## Set exercise
Shift each coordinate in the answers by adding 148 to both its x and y values. Then write out every line of the records below again, requests included.

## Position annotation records
↓
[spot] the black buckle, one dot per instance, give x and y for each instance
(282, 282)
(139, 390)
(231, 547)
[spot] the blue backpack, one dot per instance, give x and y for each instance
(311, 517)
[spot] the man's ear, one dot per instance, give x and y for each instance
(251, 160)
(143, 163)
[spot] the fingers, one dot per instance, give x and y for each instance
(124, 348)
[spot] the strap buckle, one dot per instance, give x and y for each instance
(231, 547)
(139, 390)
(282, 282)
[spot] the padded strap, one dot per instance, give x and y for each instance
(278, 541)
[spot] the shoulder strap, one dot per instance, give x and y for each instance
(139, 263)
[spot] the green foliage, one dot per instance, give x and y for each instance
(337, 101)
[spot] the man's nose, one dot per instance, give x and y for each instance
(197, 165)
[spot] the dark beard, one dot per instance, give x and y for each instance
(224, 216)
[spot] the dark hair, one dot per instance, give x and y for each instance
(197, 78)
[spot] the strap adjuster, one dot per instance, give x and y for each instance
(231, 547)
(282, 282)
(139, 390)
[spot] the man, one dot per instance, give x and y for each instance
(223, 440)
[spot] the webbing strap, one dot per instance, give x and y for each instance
↑
## Answer to the problem
[spot] the black buckle, one dot per instance, give x and y for each instance
(430, 430)
(287, 538)
(379, 695)
[spot] the blue backpack, one dot per instance, give x and y for each instance
(459, 665)
[spot] the man's ear, one dot per instance, give x and y for each instance
(399, 308)
(291, 311)
[spot] the fingers, one dot per instance, give x and y for each instance
(272, 496)
[spot] the strap buckle, one dot per instance, give x and y for each instance
(379, 695)
(287, 538)
(430, 430)
[spot] the padded strap, one dot per instance, give x and y for each instance
(426, 689)
[spot] the shoulder strap, one dot per instance, give x and y for each instance
(287, 411)
[spot] the green foliage, one dot per instance, give x and y for each instance
(485, 249)
[spot] the man's nose, one dot per instance, give x and y for each instance
(345, 313)
[spot] the dark beard, one dot per instance, give x and y for each instance
(372, 364)
[spot] the dark hair, one dot per instance, give x and y for each instance
(345, 226)
[spot] the strap adjuster, one dot per instance, give x and y for each instance
(379, 695)
(430, 430)
(287, 538)
[spot] the man, one dot per instance, give x and y for each instance
(371, 588)
[spot] the webbing strap, one dot per instance, give x and y for each instance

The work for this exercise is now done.